- The request -
Pick out each line in the records below that contains the string "trunk", and copy those lines out. Treat case as significant.

- Given data -
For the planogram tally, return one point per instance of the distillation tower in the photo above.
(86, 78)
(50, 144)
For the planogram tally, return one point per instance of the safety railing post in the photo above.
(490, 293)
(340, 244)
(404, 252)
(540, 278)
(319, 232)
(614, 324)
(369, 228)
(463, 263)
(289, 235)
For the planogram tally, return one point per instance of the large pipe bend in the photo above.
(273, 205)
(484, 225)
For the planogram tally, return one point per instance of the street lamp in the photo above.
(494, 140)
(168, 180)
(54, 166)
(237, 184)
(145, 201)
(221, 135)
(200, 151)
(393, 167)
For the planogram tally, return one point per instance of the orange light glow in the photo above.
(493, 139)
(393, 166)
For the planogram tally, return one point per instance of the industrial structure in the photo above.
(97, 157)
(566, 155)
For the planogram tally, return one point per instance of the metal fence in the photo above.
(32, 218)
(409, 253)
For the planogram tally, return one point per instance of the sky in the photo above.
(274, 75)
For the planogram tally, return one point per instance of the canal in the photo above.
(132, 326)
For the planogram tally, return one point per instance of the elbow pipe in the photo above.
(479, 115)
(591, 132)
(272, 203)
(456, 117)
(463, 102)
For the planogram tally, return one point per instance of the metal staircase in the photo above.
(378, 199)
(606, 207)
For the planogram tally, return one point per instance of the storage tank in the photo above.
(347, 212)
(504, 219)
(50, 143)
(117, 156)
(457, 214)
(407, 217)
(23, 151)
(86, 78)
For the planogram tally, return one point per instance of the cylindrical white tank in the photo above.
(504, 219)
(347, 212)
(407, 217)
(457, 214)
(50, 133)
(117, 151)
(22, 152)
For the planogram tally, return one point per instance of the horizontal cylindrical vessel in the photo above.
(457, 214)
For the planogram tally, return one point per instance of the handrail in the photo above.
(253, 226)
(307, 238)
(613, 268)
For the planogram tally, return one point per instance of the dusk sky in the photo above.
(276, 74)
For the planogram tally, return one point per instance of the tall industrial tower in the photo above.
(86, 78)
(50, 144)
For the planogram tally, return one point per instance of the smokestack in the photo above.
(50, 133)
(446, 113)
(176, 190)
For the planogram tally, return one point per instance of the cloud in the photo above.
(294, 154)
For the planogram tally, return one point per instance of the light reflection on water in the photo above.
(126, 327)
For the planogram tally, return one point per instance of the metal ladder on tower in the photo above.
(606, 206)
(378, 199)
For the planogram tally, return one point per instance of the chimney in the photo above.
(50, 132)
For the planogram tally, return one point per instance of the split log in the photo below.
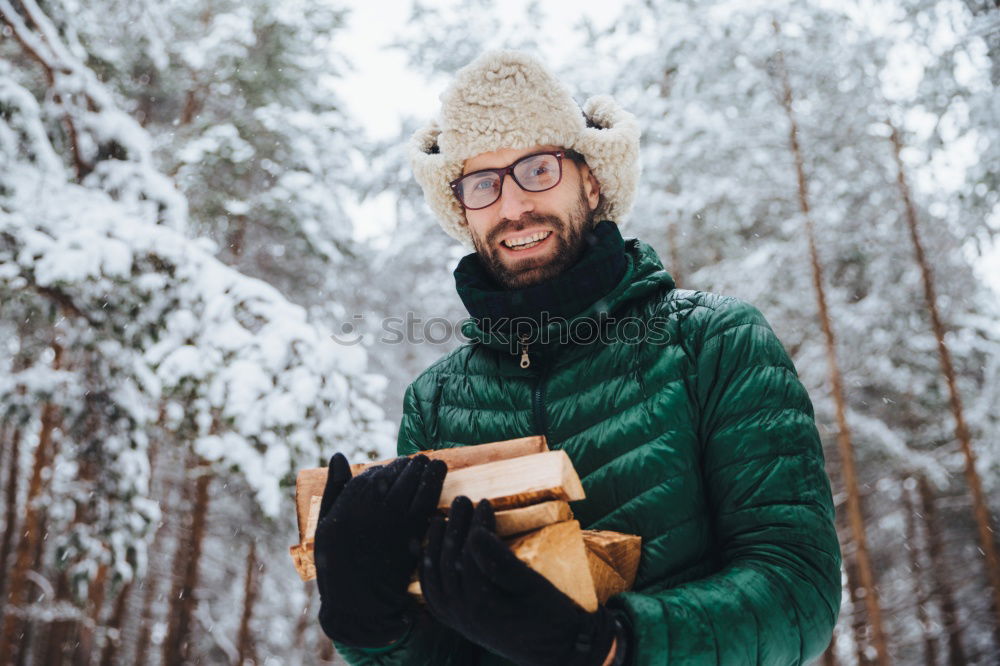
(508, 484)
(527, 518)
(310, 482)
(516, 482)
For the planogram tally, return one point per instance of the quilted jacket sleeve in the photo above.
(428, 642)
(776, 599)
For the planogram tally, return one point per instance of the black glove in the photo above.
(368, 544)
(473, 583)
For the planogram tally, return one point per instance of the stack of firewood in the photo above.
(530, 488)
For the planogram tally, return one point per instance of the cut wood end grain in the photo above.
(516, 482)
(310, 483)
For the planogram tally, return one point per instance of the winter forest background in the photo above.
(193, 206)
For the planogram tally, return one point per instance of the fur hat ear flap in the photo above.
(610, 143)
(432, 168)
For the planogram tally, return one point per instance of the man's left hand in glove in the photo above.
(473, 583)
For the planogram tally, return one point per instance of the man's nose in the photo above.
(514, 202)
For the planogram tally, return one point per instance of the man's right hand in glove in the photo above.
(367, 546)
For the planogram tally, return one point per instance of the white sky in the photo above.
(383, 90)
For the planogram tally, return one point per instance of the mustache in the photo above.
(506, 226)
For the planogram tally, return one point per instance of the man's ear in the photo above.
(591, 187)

---

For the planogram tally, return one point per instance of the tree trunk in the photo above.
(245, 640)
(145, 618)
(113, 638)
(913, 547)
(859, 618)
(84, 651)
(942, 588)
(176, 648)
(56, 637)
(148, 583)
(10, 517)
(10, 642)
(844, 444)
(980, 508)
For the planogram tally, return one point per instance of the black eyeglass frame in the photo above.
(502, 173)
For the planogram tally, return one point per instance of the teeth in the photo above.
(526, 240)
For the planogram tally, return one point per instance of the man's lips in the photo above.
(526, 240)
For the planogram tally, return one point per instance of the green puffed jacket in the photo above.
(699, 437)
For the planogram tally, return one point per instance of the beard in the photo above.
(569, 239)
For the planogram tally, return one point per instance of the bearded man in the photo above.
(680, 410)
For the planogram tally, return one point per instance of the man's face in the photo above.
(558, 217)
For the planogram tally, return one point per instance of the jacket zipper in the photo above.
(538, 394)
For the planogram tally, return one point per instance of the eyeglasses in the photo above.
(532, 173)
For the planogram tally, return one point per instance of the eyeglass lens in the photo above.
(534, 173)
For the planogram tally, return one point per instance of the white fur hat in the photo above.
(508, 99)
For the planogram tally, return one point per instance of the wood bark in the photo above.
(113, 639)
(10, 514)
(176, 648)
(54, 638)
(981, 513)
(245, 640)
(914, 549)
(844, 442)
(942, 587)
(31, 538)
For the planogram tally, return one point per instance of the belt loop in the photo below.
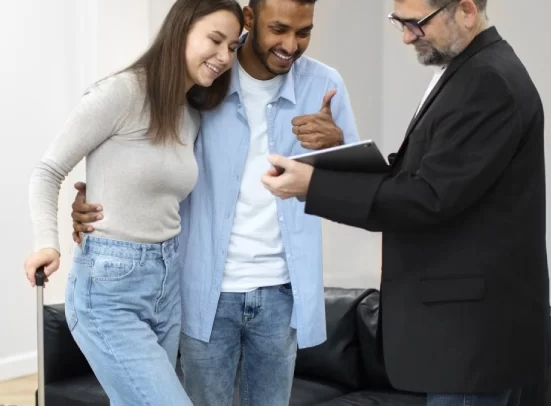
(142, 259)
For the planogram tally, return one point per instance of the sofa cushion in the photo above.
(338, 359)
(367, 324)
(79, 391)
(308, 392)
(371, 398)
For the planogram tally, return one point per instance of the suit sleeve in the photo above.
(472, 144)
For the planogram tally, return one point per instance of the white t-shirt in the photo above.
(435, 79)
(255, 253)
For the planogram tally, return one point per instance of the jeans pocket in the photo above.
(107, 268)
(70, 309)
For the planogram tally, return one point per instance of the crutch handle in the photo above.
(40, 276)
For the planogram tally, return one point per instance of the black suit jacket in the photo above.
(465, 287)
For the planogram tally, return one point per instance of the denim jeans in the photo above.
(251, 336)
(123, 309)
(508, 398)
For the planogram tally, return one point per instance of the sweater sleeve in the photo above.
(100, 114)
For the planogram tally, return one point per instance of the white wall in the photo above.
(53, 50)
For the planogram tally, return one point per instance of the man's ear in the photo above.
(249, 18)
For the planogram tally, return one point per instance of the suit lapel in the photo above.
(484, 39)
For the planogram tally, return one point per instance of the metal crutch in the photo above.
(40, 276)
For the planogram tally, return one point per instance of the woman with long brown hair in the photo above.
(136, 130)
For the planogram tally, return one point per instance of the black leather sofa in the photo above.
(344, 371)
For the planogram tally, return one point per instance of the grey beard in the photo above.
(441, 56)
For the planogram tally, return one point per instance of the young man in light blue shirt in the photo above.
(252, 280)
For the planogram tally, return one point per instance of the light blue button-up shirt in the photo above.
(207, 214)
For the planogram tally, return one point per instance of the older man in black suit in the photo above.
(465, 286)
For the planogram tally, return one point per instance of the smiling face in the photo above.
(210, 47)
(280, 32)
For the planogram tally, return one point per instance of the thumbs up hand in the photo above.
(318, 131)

==

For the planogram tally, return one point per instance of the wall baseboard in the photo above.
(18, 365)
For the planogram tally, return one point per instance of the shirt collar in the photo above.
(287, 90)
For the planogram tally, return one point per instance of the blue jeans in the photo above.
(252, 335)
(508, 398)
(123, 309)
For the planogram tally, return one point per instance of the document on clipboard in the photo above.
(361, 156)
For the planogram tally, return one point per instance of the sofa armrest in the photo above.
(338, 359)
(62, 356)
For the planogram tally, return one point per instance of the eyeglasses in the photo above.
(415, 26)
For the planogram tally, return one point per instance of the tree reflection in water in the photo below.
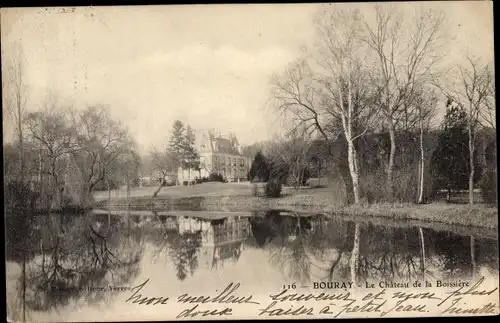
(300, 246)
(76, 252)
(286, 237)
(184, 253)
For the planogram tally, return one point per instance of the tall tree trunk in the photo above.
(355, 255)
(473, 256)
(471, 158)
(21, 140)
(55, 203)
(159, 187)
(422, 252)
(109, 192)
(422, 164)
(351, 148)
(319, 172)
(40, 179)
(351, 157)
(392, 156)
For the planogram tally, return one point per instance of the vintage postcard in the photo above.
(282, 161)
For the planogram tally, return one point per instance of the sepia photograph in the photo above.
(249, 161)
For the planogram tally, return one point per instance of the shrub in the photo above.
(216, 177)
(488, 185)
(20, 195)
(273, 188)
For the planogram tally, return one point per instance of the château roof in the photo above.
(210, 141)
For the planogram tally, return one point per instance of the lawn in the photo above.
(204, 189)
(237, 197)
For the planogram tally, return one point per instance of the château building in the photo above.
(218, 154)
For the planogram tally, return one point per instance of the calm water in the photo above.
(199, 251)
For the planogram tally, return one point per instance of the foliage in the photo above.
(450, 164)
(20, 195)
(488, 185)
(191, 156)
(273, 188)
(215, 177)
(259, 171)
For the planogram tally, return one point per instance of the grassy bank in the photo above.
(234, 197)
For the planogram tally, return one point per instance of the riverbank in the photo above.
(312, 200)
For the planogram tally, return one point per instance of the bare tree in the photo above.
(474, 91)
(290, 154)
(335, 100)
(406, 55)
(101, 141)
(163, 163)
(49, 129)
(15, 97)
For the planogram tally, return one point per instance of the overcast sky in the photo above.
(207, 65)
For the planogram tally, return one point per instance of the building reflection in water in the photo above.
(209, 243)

- Written answer -
For the planogram tally, return one point per instance of the tree trunk in the photo above.
For the planogram tally, return one point per instance of the tall tree trunk in the photo above.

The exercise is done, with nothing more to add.